## TAREA A REALIZAR
Condensa en tres oraciones lo que cuenta el fragmento de texto.

## FRAGMENTO DE TEXTO
:::
De estos últimos, solo uno logró su objetivo. Entre los 22 dobles espías informados seis meses antes de la estrategia, únicamente el mensaje del catalán Joan Pujol, telegrafiado horas antes del inicio del desembarco, fue el que mantuvo a la mayoría de las tropas de Adolf Hitler en sus puestos en Calais, a una distancia suficiente como para que no llegaran a tiempo a repeler el ataque real.
“Esas horas fueron mi pequeña contribución a la historia del siglo XX”, dijo 40 años después Pujol, cuando reveló su identidad ante los medios españoles tras décadas de vida en el exilio y bajo otro nombre en Venezuela.
De alguna forma, el espía programó su paso a la historia. Guardó el secreto durante casi toda su vida y solo salió a la luz cuatro años antes de morir, en 1988. Desde su perspectiva, vivió más tiempo en la ficción que construyó sobre sí mismo en Suramérica que en su rol de héroe, pero para el resto Pujol fue uno de esos casos en los que un hombre fabrica con éxito la forma en la que será recordado.
La guerra
Los disparos de las grandes armas sonaban como “trenes ferroviarios completos lanzados a través del cielo”, como los describió el escritor Ernest Hemingway. Abajo, en el mar, un grupo de soldados seguía a 100 metros de la playa de Omaha cuando, en el mismo instante, una bala alcanzó al capitán de su lancha y esta encalló en un banco de arena.
:::
## EXTRACTO DE DATOS
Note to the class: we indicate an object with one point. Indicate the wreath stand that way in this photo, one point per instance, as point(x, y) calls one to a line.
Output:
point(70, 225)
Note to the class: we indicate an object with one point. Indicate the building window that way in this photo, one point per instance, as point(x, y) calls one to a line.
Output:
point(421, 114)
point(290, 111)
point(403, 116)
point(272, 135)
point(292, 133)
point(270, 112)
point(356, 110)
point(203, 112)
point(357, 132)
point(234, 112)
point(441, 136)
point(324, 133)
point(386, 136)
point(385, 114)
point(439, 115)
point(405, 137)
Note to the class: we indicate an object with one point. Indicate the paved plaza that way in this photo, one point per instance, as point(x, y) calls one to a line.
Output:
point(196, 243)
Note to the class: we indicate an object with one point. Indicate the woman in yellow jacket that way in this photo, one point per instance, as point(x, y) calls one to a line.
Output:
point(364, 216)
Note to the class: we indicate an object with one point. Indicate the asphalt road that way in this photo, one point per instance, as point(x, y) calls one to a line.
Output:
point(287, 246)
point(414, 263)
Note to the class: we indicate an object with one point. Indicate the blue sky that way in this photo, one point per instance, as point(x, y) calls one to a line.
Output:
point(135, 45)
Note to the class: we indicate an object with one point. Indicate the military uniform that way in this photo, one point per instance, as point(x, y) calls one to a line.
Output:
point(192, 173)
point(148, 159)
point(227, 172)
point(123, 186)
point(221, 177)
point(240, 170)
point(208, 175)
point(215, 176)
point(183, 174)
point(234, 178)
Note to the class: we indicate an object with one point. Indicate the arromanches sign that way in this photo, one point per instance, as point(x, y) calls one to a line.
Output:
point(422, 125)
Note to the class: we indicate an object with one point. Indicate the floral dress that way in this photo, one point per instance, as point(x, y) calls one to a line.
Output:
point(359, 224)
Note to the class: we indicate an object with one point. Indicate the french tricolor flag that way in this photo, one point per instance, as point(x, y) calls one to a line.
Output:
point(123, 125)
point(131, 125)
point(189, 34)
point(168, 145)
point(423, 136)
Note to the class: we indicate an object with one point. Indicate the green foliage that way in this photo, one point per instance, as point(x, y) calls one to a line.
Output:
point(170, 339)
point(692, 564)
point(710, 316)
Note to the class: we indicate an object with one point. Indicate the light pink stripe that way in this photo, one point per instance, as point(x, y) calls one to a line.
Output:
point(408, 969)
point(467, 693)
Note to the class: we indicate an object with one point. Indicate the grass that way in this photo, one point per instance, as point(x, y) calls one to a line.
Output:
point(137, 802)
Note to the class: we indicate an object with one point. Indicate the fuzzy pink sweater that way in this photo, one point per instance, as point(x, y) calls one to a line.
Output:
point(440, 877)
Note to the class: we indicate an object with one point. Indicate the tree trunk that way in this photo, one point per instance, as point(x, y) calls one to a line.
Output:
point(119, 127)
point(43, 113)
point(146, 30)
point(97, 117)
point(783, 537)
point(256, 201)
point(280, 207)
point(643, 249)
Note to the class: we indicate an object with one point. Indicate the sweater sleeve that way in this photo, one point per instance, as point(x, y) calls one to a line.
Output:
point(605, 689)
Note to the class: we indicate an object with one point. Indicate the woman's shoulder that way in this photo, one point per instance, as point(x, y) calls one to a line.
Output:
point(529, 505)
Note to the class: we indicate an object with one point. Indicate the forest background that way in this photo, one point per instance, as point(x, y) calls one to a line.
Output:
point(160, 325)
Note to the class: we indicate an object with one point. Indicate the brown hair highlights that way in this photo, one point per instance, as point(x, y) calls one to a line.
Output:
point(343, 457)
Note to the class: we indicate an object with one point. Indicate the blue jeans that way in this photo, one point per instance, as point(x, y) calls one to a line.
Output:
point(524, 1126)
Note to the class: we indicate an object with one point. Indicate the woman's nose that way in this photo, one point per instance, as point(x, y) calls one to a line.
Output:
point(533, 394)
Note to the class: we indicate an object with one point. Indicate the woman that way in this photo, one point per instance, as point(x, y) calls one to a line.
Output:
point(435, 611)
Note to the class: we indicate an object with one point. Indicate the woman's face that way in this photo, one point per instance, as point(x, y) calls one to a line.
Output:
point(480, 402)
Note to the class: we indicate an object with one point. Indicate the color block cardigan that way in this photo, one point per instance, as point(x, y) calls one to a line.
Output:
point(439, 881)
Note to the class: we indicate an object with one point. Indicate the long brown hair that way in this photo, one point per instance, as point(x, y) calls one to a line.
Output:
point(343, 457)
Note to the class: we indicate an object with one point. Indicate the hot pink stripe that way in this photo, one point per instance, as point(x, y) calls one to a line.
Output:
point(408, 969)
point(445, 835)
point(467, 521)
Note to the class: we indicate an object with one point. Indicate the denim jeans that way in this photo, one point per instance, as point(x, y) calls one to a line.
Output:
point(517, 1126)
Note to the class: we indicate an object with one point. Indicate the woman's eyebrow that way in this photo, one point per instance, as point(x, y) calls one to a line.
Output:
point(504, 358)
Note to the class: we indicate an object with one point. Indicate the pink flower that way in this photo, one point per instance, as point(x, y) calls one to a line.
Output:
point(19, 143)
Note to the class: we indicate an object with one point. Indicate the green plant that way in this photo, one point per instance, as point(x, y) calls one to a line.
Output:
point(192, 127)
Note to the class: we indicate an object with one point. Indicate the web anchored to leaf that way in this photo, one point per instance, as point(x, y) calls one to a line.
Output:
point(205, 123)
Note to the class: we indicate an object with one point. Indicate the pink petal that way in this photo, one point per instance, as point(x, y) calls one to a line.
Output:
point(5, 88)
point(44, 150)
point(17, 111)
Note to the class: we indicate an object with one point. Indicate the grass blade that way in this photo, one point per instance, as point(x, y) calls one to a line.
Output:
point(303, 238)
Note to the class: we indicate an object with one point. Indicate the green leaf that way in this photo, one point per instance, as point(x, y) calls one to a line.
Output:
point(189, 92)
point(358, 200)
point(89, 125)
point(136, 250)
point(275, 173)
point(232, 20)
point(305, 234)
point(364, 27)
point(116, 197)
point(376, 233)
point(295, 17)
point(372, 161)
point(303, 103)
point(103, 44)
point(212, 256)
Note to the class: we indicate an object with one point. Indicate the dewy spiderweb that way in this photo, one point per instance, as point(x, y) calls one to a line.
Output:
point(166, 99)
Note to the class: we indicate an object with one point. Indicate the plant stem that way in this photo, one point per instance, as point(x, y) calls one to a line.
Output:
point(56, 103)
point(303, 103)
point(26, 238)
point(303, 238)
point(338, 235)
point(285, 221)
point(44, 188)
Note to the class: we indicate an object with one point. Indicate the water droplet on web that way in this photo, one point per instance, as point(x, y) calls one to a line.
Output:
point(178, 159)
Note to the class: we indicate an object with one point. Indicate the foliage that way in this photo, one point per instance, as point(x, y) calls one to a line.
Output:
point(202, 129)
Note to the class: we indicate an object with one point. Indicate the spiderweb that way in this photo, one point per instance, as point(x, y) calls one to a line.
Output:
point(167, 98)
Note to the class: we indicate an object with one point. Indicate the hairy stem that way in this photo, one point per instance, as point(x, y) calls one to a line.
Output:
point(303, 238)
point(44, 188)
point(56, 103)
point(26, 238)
:::
## SOLUCIÓN DEL EJERCICIO
Entre 22 dobles espías, solo el mensaje del catalán Joan Pujol, telegrafiado horas antes del inicio del desembarco, mantuvo a la mayoría de las tropas de Hitler en Calais, lo bastante lejos para que no llegaran a tiempo a repeler el ataque real. Pujol guardó el secreto durante casi toda su vida y, 40 años después, tras décadas de exilio en Venezuela bajo otro nombre, reveló su identidad ante los medios españoles, cuatro años antes de morir. En la batalla, los disparos de las grandes armas sonaban, según Ernest Hemingway, como trenes ferroviarios completos lanzados a través del cielo, y a 100 metros de la playa de Omaha una lancha con soldados encalló en un banco de arena cuando una bala alcanzó a su capitán.